━━━━━ Material ━━━━━
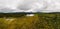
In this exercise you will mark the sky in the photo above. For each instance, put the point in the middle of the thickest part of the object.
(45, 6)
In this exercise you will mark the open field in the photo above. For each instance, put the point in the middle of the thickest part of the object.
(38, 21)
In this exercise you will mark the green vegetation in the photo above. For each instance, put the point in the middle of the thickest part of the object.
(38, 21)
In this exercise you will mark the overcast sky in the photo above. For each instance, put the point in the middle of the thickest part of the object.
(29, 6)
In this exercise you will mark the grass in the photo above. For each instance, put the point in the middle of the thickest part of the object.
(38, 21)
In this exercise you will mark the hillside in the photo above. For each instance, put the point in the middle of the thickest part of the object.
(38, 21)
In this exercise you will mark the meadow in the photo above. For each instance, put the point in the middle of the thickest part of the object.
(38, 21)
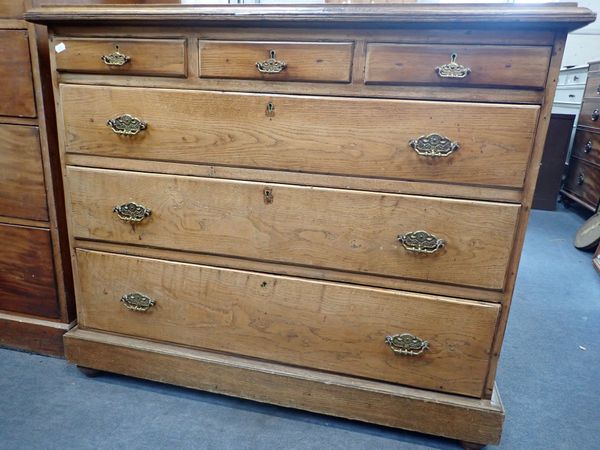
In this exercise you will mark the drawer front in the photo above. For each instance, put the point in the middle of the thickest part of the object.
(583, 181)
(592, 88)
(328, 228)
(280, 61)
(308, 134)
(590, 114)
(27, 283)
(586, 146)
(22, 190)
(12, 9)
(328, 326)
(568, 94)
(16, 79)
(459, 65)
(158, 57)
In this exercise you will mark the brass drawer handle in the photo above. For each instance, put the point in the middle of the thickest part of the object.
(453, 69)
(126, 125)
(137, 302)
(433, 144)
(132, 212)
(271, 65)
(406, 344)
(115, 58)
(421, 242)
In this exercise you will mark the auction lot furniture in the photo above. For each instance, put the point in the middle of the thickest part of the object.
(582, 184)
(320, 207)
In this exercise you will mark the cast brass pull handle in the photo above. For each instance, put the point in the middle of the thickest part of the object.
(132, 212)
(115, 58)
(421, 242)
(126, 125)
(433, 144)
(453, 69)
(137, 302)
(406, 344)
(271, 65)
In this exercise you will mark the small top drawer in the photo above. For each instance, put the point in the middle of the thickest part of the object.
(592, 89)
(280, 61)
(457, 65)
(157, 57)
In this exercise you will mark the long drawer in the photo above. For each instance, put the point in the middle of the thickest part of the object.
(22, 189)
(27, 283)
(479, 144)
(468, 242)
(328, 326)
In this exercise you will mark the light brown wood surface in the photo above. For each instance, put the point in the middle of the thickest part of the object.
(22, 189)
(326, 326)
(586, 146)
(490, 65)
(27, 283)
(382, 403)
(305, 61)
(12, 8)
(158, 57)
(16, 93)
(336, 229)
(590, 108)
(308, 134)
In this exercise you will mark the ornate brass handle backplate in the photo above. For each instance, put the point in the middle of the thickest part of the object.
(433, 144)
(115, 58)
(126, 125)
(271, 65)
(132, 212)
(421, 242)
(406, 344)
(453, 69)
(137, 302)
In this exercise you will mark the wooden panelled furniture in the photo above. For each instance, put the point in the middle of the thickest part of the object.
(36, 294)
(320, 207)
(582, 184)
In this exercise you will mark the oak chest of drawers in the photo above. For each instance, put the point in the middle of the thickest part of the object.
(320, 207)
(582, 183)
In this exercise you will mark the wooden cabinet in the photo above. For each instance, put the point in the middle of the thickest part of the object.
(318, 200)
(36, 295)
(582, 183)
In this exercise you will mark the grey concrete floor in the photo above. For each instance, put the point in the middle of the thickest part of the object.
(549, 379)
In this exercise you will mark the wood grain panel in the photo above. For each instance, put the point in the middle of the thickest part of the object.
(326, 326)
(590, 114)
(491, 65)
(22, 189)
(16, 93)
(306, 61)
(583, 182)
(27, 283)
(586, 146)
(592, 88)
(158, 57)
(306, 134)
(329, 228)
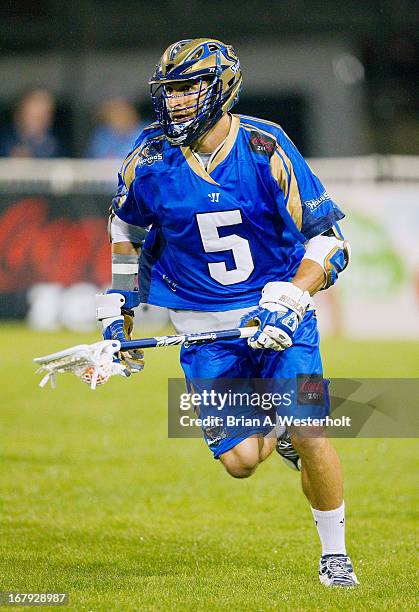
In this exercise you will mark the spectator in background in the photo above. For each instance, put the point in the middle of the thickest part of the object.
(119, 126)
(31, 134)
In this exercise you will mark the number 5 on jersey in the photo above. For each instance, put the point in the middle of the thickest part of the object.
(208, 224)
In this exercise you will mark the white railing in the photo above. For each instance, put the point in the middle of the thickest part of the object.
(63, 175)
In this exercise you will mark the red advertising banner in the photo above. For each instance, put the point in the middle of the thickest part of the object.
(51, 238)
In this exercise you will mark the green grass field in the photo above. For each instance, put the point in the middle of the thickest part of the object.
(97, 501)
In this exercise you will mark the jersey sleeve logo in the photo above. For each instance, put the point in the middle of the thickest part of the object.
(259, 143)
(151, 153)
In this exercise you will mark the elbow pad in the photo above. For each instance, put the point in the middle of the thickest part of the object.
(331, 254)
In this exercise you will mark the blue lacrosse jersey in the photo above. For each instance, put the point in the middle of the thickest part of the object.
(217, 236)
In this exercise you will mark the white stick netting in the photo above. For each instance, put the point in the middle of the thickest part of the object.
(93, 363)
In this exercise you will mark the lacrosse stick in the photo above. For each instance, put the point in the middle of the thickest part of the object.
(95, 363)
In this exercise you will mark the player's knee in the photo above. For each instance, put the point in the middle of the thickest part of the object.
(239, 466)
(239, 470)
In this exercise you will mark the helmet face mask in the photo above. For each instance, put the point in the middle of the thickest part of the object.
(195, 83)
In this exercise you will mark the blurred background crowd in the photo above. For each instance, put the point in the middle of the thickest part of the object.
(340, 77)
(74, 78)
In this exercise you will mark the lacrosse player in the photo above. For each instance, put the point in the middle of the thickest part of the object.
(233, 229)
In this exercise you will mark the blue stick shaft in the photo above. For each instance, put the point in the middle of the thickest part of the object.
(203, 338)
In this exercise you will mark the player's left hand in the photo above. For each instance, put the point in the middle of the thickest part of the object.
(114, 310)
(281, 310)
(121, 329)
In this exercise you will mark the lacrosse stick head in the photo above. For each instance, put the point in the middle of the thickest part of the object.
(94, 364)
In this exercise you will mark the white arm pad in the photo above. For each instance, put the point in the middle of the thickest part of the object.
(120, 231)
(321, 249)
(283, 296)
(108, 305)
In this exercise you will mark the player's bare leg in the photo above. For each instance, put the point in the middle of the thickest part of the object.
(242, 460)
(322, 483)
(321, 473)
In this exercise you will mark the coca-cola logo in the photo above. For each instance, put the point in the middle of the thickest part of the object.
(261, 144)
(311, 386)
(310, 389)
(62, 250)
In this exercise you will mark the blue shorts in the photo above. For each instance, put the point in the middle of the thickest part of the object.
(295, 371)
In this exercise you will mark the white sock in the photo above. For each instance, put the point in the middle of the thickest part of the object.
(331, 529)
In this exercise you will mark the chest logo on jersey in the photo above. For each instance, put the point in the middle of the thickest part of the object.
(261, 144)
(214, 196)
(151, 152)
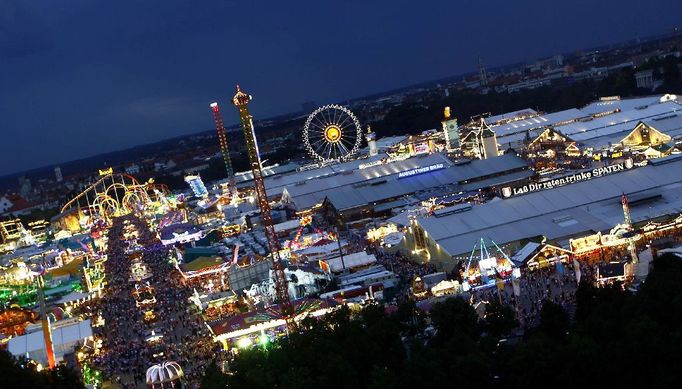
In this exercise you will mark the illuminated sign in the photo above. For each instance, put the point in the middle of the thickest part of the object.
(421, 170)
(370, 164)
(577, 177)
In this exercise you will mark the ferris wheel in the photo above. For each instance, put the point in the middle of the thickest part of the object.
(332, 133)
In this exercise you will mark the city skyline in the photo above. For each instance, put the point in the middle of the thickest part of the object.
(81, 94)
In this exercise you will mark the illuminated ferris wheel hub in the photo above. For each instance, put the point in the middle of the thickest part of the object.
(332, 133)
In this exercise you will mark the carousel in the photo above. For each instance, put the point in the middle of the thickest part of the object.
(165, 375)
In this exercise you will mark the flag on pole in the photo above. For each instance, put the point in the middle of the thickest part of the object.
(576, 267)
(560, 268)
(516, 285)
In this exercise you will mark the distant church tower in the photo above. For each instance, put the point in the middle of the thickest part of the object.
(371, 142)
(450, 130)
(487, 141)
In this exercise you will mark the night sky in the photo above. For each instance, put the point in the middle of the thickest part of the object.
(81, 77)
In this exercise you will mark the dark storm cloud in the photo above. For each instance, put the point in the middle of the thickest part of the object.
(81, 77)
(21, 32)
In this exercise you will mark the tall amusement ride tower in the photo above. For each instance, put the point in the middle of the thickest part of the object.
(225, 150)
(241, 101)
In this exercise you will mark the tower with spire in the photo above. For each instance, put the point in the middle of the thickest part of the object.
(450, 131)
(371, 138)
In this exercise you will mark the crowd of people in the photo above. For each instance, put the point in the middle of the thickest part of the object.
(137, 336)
━━━━━
* _Problem description_
Change "crowd" to "group" in everything from the line containing "In this exercise you will mark the carousel" down to the end of the material, and give those lines again with nothing else altered.

* _Answer_
In this exercise you will mark the carousel in the photo above. For each instance, put the point in the middle of the thickest part of the object.
(165, 375)
In this exercise you will mark the flag on pole in the photo above. For each instance, put the point in the middle of the thickest part of the object.
(576, 267)
(560, 268)
(516, 285)
In this exercise you will mark the distant church tower in the photo above. For each instance, put the point in the middle of the thickest part of the object.
(371, 142)
(450, 130)
(487, 141)
In this exercise you will mark the night sky in the photo above. For each instance, put the point in the middle of the thickest part of the object.
(81, 77)
In this exercise you will mark the dark storm cloud in the photo above. For each instance, put the point in the middle of the thickest part of the object.
(81, 77)
(21, 32)
In this exercise you will mark the tall amusement ride tower in the photo above. For each instance, put the point in the middle of the thickest part of the object.
(225, 150)
(241, 101)
In this exercise you will mark the tower with spire in the photo above. For each instance, put the point in the middle of the thickest part of the object.
(450, 131)
(371, 138)
In this exercise you will mark the group of people in the photo above. For each instance, put the point in the middle of the thickest part of the object.
(137, 336)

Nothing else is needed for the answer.